START

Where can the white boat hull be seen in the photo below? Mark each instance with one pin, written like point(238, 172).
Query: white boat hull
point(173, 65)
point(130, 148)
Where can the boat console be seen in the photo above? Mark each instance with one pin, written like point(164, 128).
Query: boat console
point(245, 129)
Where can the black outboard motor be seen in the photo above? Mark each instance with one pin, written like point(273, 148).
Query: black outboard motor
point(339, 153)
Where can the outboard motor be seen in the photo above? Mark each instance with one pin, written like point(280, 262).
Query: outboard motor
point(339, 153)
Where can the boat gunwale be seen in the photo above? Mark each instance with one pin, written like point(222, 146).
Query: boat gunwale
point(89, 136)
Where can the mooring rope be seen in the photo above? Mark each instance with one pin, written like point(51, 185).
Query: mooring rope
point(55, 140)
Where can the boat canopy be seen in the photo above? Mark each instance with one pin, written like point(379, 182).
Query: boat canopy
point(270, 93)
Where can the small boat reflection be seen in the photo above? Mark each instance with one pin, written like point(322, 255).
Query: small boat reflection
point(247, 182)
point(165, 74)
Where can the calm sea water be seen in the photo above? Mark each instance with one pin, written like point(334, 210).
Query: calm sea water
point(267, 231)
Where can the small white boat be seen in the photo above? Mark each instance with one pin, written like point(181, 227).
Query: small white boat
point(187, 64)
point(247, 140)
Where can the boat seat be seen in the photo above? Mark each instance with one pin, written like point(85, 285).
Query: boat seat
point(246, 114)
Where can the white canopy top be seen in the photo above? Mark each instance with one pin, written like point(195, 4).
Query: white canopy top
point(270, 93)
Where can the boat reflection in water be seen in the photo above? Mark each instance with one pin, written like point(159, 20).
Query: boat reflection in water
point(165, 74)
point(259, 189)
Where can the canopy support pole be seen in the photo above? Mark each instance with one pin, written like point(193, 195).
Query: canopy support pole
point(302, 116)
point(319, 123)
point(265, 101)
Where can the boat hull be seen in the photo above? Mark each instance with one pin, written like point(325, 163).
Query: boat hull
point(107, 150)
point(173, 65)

END

* SHORT TASK
Set down the material above again, word for word.

* TASK SOLUTION
Where can the white boat hull be seen in the photo below? Mark each instance with one pin, written like point(238, 172).
Query: white boat hull
point(173, 65)
point(130, 148)
Where can the boat console be seen in the photo above? Mark each instance with one pin, written like point(164, 128).
Query: boat console
point(245, 129)
Where can the black outboard motor be seen in the photo above? Mark each instance with one pin, written like point(273, 148).
Query: black outboard motor
point(339, 153)
Where can the outboard motor be seen in the photo above? Mark each instance with one pin, written like point(280, 262).
Query: outboard motor
point(339, 153)
Where can the boat gunwale be seen in the photo above? Mark each instance with one pin, written like point(222, 146).
Query: boat gunwale
point(89, 136)
Where can the mooring rope be seen in the photo above? Mark each instance with one pin, written like point(51, 185).
Query: mooring rope
point(55, 140)
Where can the boat canopy be seen in the photo above? Mark each instance with one pin, written like point(379, 182).
Query: boat canopy
point(270, 93)
Where can the small boat reflection be seen in the photo above? Mark each instance with one pin, written like point(322, 255).
Query: small boat reflection
point(247, 182)
point(165, 74)
Where can the calm sea water be seen in the photo above? Mark each instance with one pin, written like point(334, 210).
Query: calm sea water
point(267, 231)
Where can the small white boat be seen in the photo above? Mark each instance with one pin, written like point(181, 227).
Query: small white boat
point(187, 64)
point(247, 140)
Where can the boat seat be seen in the photo above? Mark each instance with one pin, written like point(85, 285).
Query: boat seat
point(246, 114)
Where can the white canopy top be seen in the photo above? Mark each instance with one pin, written like point(195, 4).
Query: white canopy top
point(270, 93)
Where can the boat reflection in water be seen in the photo above? Mark each instance with one pin, written like point(159, 20).
Query: boat reflection in water
point(165, 74)
point(259, 189)
Where can the canopy support pole be seen in the photo above? Mark each instance with one pin, written like point(193, 195).
Query: canopy support pole
point(302, 116)
point(319, 123)
point(265, 101)
Where can the boat hull be seen in the photo above? Mark each instance with one pin, written like point(325, 163).
Query: boat hull
point(107, 150)
point(173, 65)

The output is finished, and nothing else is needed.